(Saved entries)
◆ ◆ ◆ ◆ ◆ ◆ ◆

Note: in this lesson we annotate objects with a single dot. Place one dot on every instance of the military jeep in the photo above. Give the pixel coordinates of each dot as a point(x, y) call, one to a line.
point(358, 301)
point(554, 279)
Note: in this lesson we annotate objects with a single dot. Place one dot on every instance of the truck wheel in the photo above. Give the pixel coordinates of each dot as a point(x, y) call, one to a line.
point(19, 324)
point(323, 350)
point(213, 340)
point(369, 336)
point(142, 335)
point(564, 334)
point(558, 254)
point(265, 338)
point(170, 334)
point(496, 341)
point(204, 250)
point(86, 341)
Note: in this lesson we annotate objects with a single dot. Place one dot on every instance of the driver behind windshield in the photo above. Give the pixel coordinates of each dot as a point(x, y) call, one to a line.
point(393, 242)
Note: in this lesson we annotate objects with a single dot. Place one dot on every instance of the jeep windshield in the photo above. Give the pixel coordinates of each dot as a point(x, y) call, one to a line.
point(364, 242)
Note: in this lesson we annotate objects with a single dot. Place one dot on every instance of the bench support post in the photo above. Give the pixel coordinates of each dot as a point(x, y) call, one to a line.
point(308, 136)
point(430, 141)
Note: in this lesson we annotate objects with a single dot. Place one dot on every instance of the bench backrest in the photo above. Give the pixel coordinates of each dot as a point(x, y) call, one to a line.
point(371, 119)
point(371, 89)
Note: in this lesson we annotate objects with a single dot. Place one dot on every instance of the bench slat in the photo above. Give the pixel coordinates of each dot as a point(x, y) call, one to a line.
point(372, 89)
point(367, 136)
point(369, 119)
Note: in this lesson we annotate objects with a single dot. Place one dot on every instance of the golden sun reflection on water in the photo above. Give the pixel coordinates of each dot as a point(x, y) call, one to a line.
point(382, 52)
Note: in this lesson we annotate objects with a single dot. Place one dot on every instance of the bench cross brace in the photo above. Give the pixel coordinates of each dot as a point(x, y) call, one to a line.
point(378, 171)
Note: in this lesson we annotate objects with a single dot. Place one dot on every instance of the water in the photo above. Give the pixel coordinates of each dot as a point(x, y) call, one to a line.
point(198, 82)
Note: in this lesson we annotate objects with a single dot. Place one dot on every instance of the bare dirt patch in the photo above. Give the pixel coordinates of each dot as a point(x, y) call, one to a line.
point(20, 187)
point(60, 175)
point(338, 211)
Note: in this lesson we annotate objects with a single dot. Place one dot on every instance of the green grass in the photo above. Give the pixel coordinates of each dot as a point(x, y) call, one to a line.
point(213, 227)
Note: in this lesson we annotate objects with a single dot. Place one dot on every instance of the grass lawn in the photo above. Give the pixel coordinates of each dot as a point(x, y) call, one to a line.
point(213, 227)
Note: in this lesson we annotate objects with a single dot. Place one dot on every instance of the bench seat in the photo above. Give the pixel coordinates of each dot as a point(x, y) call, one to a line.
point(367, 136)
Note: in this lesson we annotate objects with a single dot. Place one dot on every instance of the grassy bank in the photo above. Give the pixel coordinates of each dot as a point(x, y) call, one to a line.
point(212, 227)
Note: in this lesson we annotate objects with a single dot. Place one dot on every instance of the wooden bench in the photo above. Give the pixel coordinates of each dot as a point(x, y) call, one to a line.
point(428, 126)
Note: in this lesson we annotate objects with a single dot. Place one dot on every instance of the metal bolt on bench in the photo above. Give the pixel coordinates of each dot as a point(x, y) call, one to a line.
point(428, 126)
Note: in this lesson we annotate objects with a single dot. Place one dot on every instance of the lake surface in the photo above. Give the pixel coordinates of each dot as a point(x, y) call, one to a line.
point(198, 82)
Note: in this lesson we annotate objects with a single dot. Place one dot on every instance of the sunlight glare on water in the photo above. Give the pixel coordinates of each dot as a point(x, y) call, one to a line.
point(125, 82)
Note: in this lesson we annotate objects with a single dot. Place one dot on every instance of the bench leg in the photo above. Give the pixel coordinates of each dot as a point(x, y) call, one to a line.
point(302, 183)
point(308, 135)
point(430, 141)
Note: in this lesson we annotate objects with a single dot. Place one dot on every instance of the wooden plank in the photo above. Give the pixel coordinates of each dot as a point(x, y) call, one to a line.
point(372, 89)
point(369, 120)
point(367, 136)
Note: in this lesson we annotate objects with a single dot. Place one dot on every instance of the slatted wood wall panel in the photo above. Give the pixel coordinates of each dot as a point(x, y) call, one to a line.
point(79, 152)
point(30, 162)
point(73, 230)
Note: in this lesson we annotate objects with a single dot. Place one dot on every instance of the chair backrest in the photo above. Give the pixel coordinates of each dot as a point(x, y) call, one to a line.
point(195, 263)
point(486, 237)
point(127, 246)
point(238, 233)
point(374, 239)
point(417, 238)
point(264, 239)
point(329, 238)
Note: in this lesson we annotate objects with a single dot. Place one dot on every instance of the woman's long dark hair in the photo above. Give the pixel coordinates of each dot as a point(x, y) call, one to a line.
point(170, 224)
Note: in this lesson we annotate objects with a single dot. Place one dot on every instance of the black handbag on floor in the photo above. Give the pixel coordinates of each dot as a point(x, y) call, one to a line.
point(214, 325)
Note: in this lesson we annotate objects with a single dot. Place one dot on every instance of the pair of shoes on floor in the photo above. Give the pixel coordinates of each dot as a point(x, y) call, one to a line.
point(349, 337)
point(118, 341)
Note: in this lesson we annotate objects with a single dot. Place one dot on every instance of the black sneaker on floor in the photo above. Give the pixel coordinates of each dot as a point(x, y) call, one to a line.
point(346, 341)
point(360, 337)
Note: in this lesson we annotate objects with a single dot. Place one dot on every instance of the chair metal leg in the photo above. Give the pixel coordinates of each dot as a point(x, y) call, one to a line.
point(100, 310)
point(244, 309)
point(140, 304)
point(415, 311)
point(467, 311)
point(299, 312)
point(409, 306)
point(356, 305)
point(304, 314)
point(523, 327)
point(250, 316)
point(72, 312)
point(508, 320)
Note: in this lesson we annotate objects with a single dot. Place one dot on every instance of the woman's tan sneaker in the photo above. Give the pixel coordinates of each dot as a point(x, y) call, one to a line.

◆ ◆ ◆ ◆ ◆ ◆ ◆

* _TASK STATEMENT_:
Each line from the one containing "the woman's long" to the final line of the entries above must be returned exactly, and no other line may appear.

* _EXERCISE SOLUTION_:
Note: in this lesson we annotate objects with a single dot. Place one dot on every instance of the woman's long dark hair in the photo above. Give the pixel coordinates of each dot as a point(x, y) call, one to a line.
point(170, 224)
Note: in this lesson we annotate objects with a single dot. Place one dot on every instance of the black handbag on floor in the photo above. Give the pixel coordinates of each dot as a point(x, y) call, one to a line.
point(214, 325)
Note: in this lesson we annotate objects with a single dot. Place one dot on every instance of the pair of shoes on floor in the photo above. Give the pixel coordinates of each dot as a point(x, y) call, one to a line.
point(349, 337)
point(118, 341)
Note: in this lesson we annotate objects with a single dot. Place one dot on every instance of the black sneaker on floor in the photo above. Give the pixel coordinates of each dot as a point(x, y) call, one to a line.
point(346, 341)
point(360, 337)
Note: in this lesson we annotate objects with a single dot. Place one dot on every instance of the chair metal leg in the photo above. Give the pixel coordinates of each dot as a point(x, y) call, one to a line.
point(100, 310)
point(244, 309)
point(140, 304)
point(415, 311)
point(467, 311)
point(299, 312)
point(409, 306)
point(356, 305)
point(304, 314)
point(523, 327)
point(250, 316)
point(72, 312)
point(508, 320)
Note: in this lesson we annotate objects with a single dot. Place one dot on every instance of the woman's tan sneaker in the photo above. Give the pixel coordinates of each dot as a point(x, y) call, one to a line.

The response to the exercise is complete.